### WORK INSTRUCTIONS
Set every entry down again exactly, omitting none.

### DATASET EXCERPTS
______

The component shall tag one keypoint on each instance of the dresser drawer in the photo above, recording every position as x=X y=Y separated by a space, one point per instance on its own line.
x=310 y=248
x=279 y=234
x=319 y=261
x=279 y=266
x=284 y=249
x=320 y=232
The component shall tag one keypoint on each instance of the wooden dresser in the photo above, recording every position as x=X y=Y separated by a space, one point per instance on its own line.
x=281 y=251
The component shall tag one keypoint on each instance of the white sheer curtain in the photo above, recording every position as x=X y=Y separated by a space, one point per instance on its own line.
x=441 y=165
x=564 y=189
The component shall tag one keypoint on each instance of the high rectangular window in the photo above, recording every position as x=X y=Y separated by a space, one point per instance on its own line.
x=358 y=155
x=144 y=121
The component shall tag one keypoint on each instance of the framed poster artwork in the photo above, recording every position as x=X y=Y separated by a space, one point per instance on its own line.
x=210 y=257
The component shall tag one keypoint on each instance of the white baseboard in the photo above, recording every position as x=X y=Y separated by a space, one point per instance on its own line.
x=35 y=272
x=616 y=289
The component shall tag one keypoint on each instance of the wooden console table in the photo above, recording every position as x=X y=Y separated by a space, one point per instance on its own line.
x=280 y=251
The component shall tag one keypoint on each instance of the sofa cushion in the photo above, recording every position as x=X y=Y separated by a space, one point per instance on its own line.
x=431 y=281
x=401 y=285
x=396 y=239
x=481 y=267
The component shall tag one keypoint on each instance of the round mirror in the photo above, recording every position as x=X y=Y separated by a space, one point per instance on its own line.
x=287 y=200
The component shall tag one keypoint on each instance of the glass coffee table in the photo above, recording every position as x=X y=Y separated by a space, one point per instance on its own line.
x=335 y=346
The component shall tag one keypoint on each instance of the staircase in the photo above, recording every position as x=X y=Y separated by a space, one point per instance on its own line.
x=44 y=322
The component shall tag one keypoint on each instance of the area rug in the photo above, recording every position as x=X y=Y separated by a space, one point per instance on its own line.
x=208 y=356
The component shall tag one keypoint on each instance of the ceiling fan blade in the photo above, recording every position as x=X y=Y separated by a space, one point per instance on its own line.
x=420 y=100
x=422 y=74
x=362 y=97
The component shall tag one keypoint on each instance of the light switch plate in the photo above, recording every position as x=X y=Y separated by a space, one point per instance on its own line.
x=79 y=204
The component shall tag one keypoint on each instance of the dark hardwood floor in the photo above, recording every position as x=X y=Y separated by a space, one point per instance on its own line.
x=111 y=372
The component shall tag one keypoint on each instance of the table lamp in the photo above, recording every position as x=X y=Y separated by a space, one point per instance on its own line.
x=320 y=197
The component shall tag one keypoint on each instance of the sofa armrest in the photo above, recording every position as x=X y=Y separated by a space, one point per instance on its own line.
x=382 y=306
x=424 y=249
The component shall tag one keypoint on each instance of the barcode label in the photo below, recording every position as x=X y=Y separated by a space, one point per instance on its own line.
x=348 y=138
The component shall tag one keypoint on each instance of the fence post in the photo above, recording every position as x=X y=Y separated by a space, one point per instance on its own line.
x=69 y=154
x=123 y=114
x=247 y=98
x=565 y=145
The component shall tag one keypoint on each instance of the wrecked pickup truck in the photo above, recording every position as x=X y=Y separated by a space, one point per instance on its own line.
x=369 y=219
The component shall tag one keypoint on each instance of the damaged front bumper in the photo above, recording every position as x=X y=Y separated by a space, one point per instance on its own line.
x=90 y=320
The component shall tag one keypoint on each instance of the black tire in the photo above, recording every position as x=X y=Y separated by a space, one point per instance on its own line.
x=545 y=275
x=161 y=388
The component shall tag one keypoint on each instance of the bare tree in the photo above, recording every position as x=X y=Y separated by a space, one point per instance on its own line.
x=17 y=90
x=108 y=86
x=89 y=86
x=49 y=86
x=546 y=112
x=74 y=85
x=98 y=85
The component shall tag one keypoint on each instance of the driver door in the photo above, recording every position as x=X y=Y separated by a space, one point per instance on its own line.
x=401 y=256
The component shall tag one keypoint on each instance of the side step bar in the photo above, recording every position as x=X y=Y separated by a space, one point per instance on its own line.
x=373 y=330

______

### ANSWER SECTION
The component shall tag one keypoint on each instance of the dresser drawer in the photo above, recording every position as x=X y=Y separated by a space, one point per instance on its own line.
x=310 y=248
x=279 y=234
x=319 y=261
x=279 y=266
x=284 y=249
x=320 y=232
The component shall tag one keypoint on each instance of the wooden dresser in the photo above, recording every position as x=X y=Y separated by a space, one point per instance on its own line.
x=281 y=251
The component shall tag one keypoint on each instance of the white sheer curtain in the photo above, recording every position as x=X y=Y separated by a space, one point per instance on its own line.
x=441 y=165
x=564 y=189
The component shall tag one keypoint on each instance of the high rectangular window in the photo above, recording every position as x=X y=Y separated by a space, one point per instance on its own line.
x=358 y=155
x=144 y=121
The component shall tag one keypoint on each instance of the framed poster artwork in the photo above, recording every position as x=X y=Y separated by a space, one point per instance on its own line.
x=210 y=257
The component shall tag one keypoint on each instance of the white baseboard in the photo above, recording every position as x=X y=Y separated by a space, one point per instance on its own line.
x=35 y=272
x=616 y=289
The component shall tag one keypoint on each instance of the wooden console table in the photo above, recording every position as x=X y=Y separated by a space, one point per instance on its own line.
x=280 y=251
The component shall tag one keypoint on each instance of the sofa cushion in the photo above, recording every position as x=X y=Y separated by a space, one point per instance on its own line.
x=431 y=281
x=401 y=285
x=396 y=239
x=481 y=267
The component shall tag one keypoint on each instance of the round mirror in the photo above, recording every position as x=X y=Y separated by a space, one point per instance on its own line.
x=287 y=200
The component shall tag one keypoint on each instance of the glass coffee table in the photo above, recording every position as x=X y=Y separated by a space, one point per instance on its own line.
x=335 y=346
The component shall tag one keypoint on each instance of the staircase in the photo above, recording every position as x=X y=Y separated by a space, one point per instance on its own line.
x=44 y=322
The component shall tag one keypoint on each instance of the area rug in the photo above, recording every position as x=X y=Y separated by a space, one point per instance on its own line.
x=208 y=356
The component shall tag one keypoint on each instance of the ceiling fan blade in the photo above, recording every position as x=X y=Y separated by a space, one point per instance on its own line.
x=420 y=100
x=422 y=74
x=362 y=97
The component shall tag one keypoint on each instance of the light switch plate in the photo above, recording every position as x=X y=Y separated by a space, one point per instance on its own line.
x=79 y=204
The component shall tag one keypoint on each instance of the dark hardwood floor in the photo above, recording every position as x=X y=Y separated by a space, one point per instance on its own line.
x=111 y=372
The component shall tag one keypoint on each instance of the table lamp in the photo above, recording every position as x=X y=Y separated by a space, one point per instance on its own line.
x=320 y=197
The component shall tag one keypoint on each instance of the sofa armrest in the photo above, recording every position as x=X y=Y separated by a space, one point per instance on its own line.
x=382 y=306
x=424 y=249
The component shall tag one keypoint on each instance of the barcode label in the photo below, recording every position as x=X y=Y separated by a space, one point per instance on its own line.
x=348 y=138
The component shall tag one keypoint on each instance of the fence post in the photo above, recording every position as x=X y=Y separated by a space, one point per instance on its own line.
x=69 y=154
x=123 y=114
x=247 y=98
x=565 y=145
The component shall tag one keypoint on each instance of the wrecked pickup truck in the photo above, recording every position as x=X y=Y separated by a space, one point per instance on its own line.
x=369 y=219
The component shall tag one keypoint on each instance of the damaged front bumper in the photo above, recording every position as x=X y=Y separated by a space, one point per instance on its own line.
x=90 y=320
The component shall tag one keypoint on each instance of the black tire in the photo above, recording every position as x=X y=Y separated by a space, one point per instance on its own line.
x=545 y=275
x=161 y=388
The component shall tag one keypoint on each instance of the bare tree in the photo above, recording every position as x=X y=Y separated by a space, one point per instance on its own line.
x=17 y=90
x=108 y=86
x=89 y=86
x=49 y=86
x=546 y=112
x=74 y=85
x=98 y=85
The component shall tag one keypoint on each instance of the driver door in the photo above, recording every position as x=X y=Y separated by a space, one point per instance on its own line.
x=401 y=256
The component shall tag one keypoint on each instance of the side step bar in the photo above, recording every position as x=X y=Y separated by a space, one point per instance on its own line.
x=373 y=330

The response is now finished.